## EXERCISE DETAILS:
Include in the output the line containing "strap, I would be grateful." and each subsequent line of the records, through the end, transcribed exactly. Add nothing else.

::: SUPPLIED MATERIAL :::

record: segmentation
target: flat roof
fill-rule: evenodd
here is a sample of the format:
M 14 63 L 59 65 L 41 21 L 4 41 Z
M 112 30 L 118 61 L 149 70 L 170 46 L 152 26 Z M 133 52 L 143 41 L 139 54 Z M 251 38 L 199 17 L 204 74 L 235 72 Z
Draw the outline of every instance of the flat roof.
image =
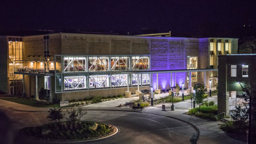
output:
M 206 68 L 206 69 L 170 69 L 170 70 L 136 70 L 136 71 L 121 71 L 122 73 L 125 74 L 156 74 L 156 73 L 169 73 L 178 72 L 198 72 L 198 71 L 218 71 L 218 69 Z

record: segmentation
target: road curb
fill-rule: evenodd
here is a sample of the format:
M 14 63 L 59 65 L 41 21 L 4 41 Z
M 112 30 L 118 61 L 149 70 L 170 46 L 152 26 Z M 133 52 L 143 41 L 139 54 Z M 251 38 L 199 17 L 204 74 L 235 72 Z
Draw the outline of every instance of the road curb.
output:
M 152 114 L 152 113 L 147 113 L 147 112 L 143 112 L 142 113 L 152 114 L 152 115 L 161 115 L 161 116 L 165 116 L 165 117 L 170 117 L 170 118 L 171 118 L 175 119 L 176 119 L 177 120 L 181 121 L 182 121 L 183 122 L 185 122 L 185 123 L 188 123 L 188 124 L 189 124 L 189 125 L 191 125 L 192 127 L 193 127 L 196 130 L 196 132 L 197 133 L 197 136 L 196 136 L 196 139 L 195 142 L 191 142 L 192 144 L 197 144 L 197 142 L 198 141 L 198 140 L 199 139 L 200 130 L 198 128 L 197 128 L 195 125 L 194 125 L 192 123 L 188 122 L 188 121 L 186 121 L 186 120 L 184 120 L 183 119 L 179 118 L 177 118 L 176 117 L 172 116 L 164 115 L 160 115 L 160 114 Z M 182 115 L 183 115 L 183 114 L 182 114 Z

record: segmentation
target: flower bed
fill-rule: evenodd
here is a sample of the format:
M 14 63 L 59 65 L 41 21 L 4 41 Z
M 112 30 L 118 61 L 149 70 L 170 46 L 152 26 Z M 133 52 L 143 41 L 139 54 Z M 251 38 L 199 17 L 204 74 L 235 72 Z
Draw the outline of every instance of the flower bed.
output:
M 38 141 L 68 142 L 101 138 L 116 131 L 113 125 L 97 122 L 61 122 L 25 127 L 19 131 L 19 135 Z

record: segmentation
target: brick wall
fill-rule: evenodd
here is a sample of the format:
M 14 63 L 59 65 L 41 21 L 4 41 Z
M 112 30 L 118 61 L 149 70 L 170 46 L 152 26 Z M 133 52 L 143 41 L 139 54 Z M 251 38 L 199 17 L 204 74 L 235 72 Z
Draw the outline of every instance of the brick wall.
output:
M 9 93 L 9 78 L 8 73 L 8 48 L 6 37 L 0 36 L 0 90 Z

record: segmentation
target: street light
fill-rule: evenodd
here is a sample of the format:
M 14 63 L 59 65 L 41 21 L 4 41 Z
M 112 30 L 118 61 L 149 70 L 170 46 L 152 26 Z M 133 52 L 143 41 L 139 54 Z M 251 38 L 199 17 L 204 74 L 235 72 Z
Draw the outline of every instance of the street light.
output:
M 151 106 L 153 106 L 153 87 L 151 86 Z
M 182 83 L 182 100 L 184 101 L 184 83 Z
M 193 104 L 194 108 L 195 108 L 195 102 L 194 101 L 195 96 L 195 90 L 193 90 Z
M 212 97 L 212 80 L 210 80 L 210 97 Z

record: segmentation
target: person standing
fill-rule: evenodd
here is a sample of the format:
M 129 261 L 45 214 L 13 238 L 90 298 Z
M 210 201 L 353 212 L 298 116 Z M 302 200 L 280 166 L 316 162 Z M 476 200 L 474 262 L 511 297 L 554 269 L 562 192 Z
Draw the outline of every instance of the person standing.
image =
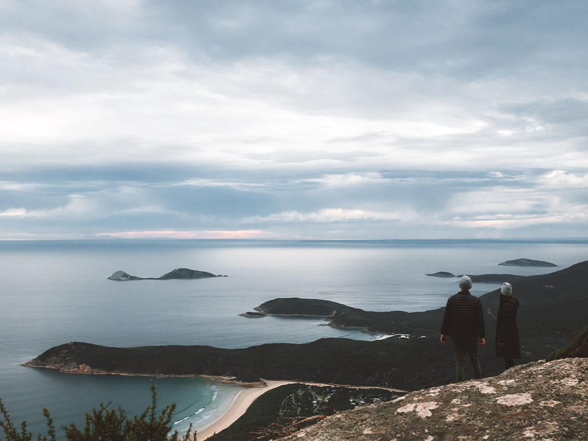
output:
M 462 290 L 447 300 L 441 325 L 440 341 L 445 345 L 447 336 L 451 337 L 455 356 L 456 377 L 457 381 L 463 381 L 465 376 L 463 364 L 466 355 L 469 356 L 474 376 L 476 378 L 482 378 L 482 368 L 478 358 L 478 339 L 480 346 L 486 344 L 486 329 L 482 302 L 470 294 L 472 279 L 463 276 L 459 280 L 459 288 Z
M 514 359 L 520 358 L 519 327 L 516 314 L 519 300 L 512 295 L 513 287 L 505 282 L 500 288 L 500 305 L 496 318 L 496 356 L 505 359 L 505 369 L 514 366 Z

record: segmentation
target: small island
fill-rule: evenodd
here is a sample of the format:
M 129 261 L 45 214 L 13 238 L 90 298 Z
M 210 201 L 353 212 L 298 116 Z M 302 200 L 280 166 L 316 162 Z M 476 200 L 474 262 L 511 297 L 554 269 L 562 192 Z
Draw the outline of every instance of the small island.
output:
M 439 271 L 436 273 L 425 274 L 425 275 L 429 277 L 441 277 L 445 279 L 452 278 L 461 279 L 464 275 L 454 275 L 452 273 L 446 271 Z M 475 283 L 502 283 L 503 282 L 513 282 L 524 278 L 524 276 L 516 274 L 479 274 L 477 275 L 468 275 L 468 276 Z
M 227 276 L 188 268 L 176 268 L 169 273 L 166 273 L 161 277 L 137 277 L 136 276 L 131 276 L 124 271 L 115 271 L 108 279 L 109 280 L 125 282 L 126 280 L 168 280 L 173 279 L 207 279 L 211 277 L 227 277 Z
M 455 276 L 454 276 L 452 273 L 447 272 L 447 271 L 437 271 L 437 272 L 433 273 L 432 274 L 425 274 L 425 275 L 429 276 L 430 277 L 455 277 Z
M 516 259 L 514 260 L 506 260 L 501 262 L 498 265 L 505 266 L 545 266 L 549 268 L 557 266 L 550 262 L 534 260 L 532 259 Z

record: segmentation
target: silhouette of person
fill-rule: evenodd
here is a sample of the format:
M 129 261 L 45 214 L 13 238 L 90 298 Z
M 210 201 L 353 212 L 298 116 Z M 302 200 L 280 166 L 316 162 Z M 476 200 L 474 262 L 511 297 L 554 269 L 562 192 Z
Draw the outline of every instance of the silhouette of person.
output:
M 478 339 L 480 346 L 486 344 L 486 329 L 482 302 L 470 294 L 472 279 L 463 276 L 459 280 L 459 288 L 462 290 L 447 300 L 441 325 L 440 341 L 445 345 L 447 336 L 451 337 L 455 356 L 456 377 L 457 381 L 463 381 L 465 376 L 463 364 L 466 354 L 469 356 L 474 376 L 476 378 L 482 378 L 482 368 L 478 358 Z
M 500 304 L 496 317 L 496 356 L 505 359 L 505 369 L 514 366 L 520 358 L 520 346 L 516 314 L 519 300 L 512 295 L 513 287 L 505 282 L 500 288 Z

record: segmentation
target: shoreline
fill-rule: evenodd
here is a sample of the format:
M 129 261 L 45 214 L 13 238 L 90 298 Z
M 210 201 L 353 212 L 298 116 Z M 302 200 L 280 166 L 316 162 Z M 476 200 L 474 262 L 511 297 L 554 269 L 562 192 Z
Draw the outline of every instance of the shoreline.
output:
M 278 387 L 285 385 L 290 385 L 297 382 L 293 381 L 279 381 L 277 380 L 263 380 L 265 386 L 243 386 L 241 390 L 237 392 L 233 399 L 222 403 L 216 410 L 218 416 L 215 418 L 211 417 L 211 419 L 208 423 L 203 425 L 200 427 L 195 427 L 198 439 L 201 441 L 204 441 L 206 439 L 212 436 L 215 433 L 218 433 L 221 430 L 223 430 L 233 423 L 239 419 L 245 413 L 249 406 L 258 397 L 263 395 L 268 390 Z M 229 383 L 229 384 L 231 384 Z M 232 383 L 235 384 L 236 383 Z M 216 413 L 216 412 L 215 412 Z
M 218 379 L 219 377 L 211 377 Z M 225 430 L 233 423 L 242 416 L 247 409 L 249 408 L 253 402 L 257 398 L 263 395 L 266 392 L 273 389 L 278 387 L 285 385 L 292 385 L 300 383 L 308 385 L 310 386 L 318 386 L 321 387 L 335 386 L 339 387 L 349 387 L 350 389 L 381 389 L 385 390 L 390 390 L 393 392 L 400 392 L 408 393 L 410 391 L 402 390 L 401 389 L 393 389 L 391 387 L 383 387 L 376 386 L 352 386 L 349 385 L 335 385 L 326 383 L 311 383 L 303 381 L 290 381 L 287 380 L 266 380 L 262 379 L 261 383 L 265 386 L 244 386 L 231 381 L 223 381 L 223 383 L 234 384 L 243 387 L 243 389 L 237 392 L 236 395 L 229 402 L 221 404 L 219 406 L 216 412 L 219 412 L 219 415 L 212 419 L 208 424 L 204 425 L 200 427 L 196 427 L 198 439 L 204 441 L 215 433 L 218 433 L 220 431 Z

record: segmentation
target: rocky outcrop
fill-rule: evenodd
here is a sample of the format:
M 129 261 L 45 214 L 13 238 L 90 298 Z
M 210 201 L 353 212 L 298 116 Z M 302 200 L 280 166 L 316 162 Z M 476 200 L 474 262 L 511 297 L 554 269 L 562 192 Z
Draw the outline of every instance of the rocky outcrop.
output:
M 253 308 L 258 312 L 272 315 L 302 315 L 329 317 L 336 312 L 363 312 L 362 309 L 336 302 L 298 297 L 280 298 L 265 302 Z
M 115 271 L 112 273 L 112 275 L 108 278 L 109 280 L 142 280 L 141 278 L 137 277 L 136 276 L 131 276 L 128 273 L 125 273 L 124 271 Z
M 448 273 L 447 271 L 437 271 L 436 273 L 432 273 L 431 274 L 425 274 L 425 276 L 429 276 L 430 277 L 455 277 L 452 273 Z
M 176 268 L 169 273 L 166 273 L 159 279 L 167 280 L 170 279 L 206 279 L 209 277 L 223 277 L 223 276 L 188 268 Z
M 501 262 L 498 265 L 506 266 L 557 266 L 555 263 L 544 260 L 533 260 L 532 259 L 517 259 L 514 260 Z
M 342 412 L 283 439 L 587 439 L 587 382 L 588 359 L 537 362 Z
M 112 276 L 108 278 L 108 280 L 119 282 L 126 280 L 167 280 L 172 279 L 206 279 L 211 277 L 227 277 L 227 276 L 188 268 L 176 268 L 169 273 L 166 273 L 161 277 L 137 277 L 136 276 L 131 276 L 124 271 L 115 271 Z
M 239 314 L 241 317 L 248 317 L 250 319 L 260 319 L 262 317 L 266 317 L 267 314 L 264 314 L 263 312 L 255 312 L 253 311 L 248 311 L 247 312 L 243 312 L 242 314 Z

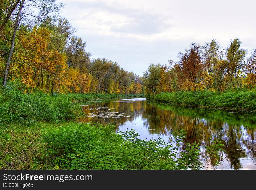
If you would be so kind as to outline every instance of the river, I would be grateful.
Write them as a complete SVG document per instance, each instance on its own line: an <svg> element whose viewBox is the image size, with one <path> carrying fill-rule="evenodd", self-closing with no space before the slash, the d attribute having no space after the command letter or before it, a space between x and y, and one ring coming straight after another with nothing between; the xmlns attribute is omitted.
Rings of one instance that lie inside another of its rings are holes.
<svg viewBox="0 0 256 190"><path fill-rule="evenodd" d="M81 106L84 122L112 123L117 131L134 129L142 139L160 137L167 143L174 131L184 130L184 144L200 144L202 169L256 169L255 112L174 106L143 98L96 100ZM224 144L217 166L211 165L205 151L214 140Z"/></svg>

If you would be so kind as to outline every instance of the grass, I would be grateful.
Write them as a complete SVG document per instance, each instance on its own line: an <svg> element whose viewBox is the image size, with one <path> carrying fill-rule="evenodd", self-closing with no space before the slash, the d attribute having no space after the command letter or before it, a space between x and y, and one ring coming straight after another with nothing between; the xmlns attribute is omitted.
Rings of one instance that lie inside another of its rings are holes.
<svg viewBox="0 0 256 190"><path fill-rule="evenodd" d="M1 169L201 168L198 144L187 143L175 153L185 136L182 130L166 144L160 138L141 140L132 129L117 133L112 125L79 123L82 108L72 101L77 97L24 93L11 85L1 90Z"/></svg>
<svg viewBox="0 0 256 190"><path fill-rule="evenodd" d="M234 110L256 110L256 90L227 91L221 93L209 91L161 93L148 97L152 100L172 105Z"/></svg>

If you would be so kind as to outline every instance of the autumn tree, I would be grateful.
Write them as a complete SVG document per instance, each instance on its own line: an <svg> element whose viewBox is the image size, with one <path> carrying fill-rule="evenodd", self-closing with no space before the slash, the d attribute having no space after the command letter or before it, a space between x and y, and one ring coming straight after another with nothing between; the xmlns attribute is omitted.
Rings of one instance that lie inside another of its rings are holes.
<svg viewBox="0 0 256 190"><path fill-rule="evenodd" d="M200 55L200 46L192 42L189 50L185 50L184 53L178 53L182 71L184 77L191 83L192 89L196 94L200 75L204 68Z"/></svg>
<svg viewBox="0 0 256 190"><path fill-rule="evenodd" d="M246 83L248 85L255 85L256 84L256 49L253 50L246 60L244 71L247 75Z"/></svg>

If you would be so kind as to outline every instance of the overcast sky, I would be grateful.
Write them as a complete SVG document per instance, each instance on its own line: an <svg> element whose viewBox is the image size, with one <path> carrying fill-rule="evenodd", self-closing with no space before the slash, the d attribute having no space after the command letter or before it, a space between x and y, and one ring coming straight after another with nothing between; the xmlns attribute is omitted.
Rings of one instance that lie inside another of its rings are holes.
<svg viewBox="0 0 256 190"><path fill-rule="evenodd" d="M256 1L59 0L61 15L86 42L92 58L105 57L142 76L151 63L178 61L192 42L215 39L223 48L239 38L256 49Z"/></svg>

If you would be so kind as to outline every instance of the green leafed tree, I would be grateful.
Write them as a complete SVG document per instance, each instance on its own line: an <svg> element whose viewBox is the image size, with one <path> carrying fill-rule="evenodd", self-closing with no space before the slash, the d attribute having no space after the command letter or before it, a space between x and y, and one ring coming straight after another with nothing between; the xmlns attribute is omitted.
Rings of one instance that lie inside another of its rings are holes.
<svg viewBox="0 0 256 190"><path fill-rule="evenodd" d="M234 88L241 86L241 70L244 66L246 50L241 47L239 38L230 41L226 49L226 65L225 71L231 85Z"/></svg>
<svg viewBox="0 0 256 190"><path fill-rule="evenodd" d="M143 82L147 94L156 92L157 86L161 78L161 73L160 64L155 65L152 64L148 66L147 70L143 73L144 77Z"/></svg>

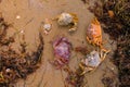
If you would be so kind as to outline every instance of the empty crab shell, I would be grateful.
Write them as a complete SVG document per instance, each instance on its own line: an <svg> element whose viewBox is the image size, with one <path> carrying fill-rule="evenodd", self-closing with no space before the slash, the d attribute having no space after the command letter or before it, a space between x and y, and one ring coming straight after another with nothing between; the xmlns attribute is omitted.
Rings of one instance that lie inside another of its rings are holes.
<svg viewBox="0 0 130 87"><path fill-rule="evenodd" d="M73 23L73 15L69 13L62 13L57 20L58 25L66 26Z"/></svg>
<svg viewBox="0 0 130 87"><path fill-rule="evenodd" d="M101 63L101 58L98 51L92 51L90 54L87 55L84 64L87 66L96 67Z"/></svg>

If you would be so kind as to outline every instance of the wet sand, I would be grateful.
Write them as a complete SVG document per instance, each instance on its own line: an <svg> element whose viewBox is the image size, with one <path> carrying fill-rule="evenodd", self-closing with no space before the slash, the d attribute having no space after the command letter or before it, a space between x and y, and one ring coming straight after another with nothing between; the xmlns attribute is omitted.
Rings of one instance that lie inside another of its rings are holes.
<svg viewBox="0 0 130 87"><path fill-rule="evenodd" d="M86 28L91 22L93 14L87 10L80 0L2 0L0 3L0 12L5 18L5 22L13 24L16 29L24 30L29 50L35 50L38 40L38 32L42 29L41 22L44 18L53 18L61 12L70 12L77 14L79 18L78 29L74 34L69 34L66 27L57 26L55 21L52 21L52 30L49 35L43 35L44 50L40 69L29 75L26 80L18 80L16 87L64 87L65 72L55 70L48 60L53 60L53 49L50 41L56 36L67 37L73 47L87 46L89 50L93 47L86 40ZM21 18L16 18L20 15ZM16 38L20 40L18 38ZM112 52L106 60L91 74L86 74L84 82L88 82L84 87L104 87L101 79L103 75L112 76L113 72L117 74L116 67L109 62L115 45L110 45L108 36L103 33L103 39L107 40L105 47ZM17 48L18 45L15 45ZM82 55L73 51L69 66L75 70L77 67L78 58ZM114 69L114 70L113 70ZM113 71L113 72L112 72ZM63 75L62 75L63 74Z"/></svg>

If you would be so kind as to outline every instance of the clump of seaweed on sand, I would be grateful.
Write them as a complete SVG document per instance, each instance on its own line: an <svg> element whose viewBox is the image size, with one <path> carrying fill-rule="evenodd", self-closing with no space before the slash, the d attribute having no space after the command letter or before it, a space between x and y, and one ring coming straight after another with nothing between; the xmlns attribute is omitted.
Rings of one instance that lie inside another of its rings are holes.
<svg viewBox="0 0 130 87"><path fill-rule="evenodd" d="M119 70L119 87L130 86L130 1L100 0L88 9L102 23L110 39L117 41L113 62Z"/></svg>
<svg viewBox="0 0 130 87"><path fill-rule="evenodd" d="M8 37L9 27L3 17L0 17L0 87L14 87L17 78L26 78L35 72L39 67L38 62L43 51L43 37L40 33L36 51L28 53L24 40L21 42L20 52L15 51L11 47L15 42L15 34Z"/></svg>

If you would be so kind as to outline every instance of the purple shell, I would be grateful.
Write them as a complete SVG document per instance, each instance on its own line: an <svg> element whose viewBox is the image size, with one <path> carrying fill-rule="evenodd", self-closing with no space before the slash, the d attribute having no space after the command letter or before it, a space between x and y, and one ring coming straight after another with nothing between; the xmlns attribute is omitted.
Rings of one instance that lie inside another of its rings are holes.
<svg viewBox="0 0 130 87"><path fill-rule="evenodd" d="M70 58L70 42L68 41L67 38L65 37L58 37L53 41L53 49L54 49L54 55L56 58L61 58L63 61L58 61L60 62L64 62L69 60Z"/></svg>

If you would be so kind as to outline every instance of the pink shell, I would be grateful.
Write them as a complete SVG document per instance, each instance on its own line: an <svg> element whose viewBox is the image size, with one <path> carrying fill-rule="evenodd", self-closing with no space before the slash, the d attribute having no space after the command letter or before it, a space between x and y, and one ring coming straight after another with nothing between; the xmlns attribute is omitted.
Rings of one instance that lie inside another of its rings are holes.
<svg viewBox="0 0 130 87"><path fill-rule="evenodd" d="M68 63L70 58L70 42L65 37L58 37L53 41L55 61L60 65Z"/></svg>

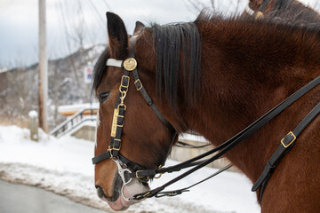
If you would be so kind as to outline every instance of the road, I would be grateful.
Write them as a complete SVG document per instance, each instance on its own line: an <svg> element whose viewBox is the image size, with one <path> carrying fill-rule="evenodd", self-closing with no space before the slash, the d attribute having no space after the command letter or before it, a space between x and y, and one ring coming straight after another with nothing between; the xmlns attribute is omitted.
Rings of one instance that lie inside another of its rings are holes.
<svg viewBox="0 0 320 213"><path fill-rule="evenodd" d="M1 213L102 213L44 189L0 181Z"/></svg>

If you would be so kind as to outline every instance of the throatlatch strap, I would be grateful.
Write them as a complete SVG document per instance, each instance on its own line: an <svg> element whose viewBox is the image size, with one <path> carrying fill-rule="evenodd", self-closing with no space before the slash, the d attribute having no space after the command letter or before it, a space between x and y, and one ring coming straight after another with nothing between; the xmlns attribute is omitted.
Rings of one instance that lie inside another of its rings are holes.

:::

## THE REPLY:
If you would be so kind as to outline every instance of the throatlatch strap, I would be grateful.
Write them as a complete SVG document per instance, each instance on its own line: an <svg> element whose viewBox is the image size, with one <path> carrying fill-rule="evenodd", self-closing with no space before the slash, the d attribute having no space after the command letter or before it, a space between x and y, and one ring coming straight after another with nothing between; the xmlns attribute is omitted.
Rings of one instance that lie inside another of its rings are holes.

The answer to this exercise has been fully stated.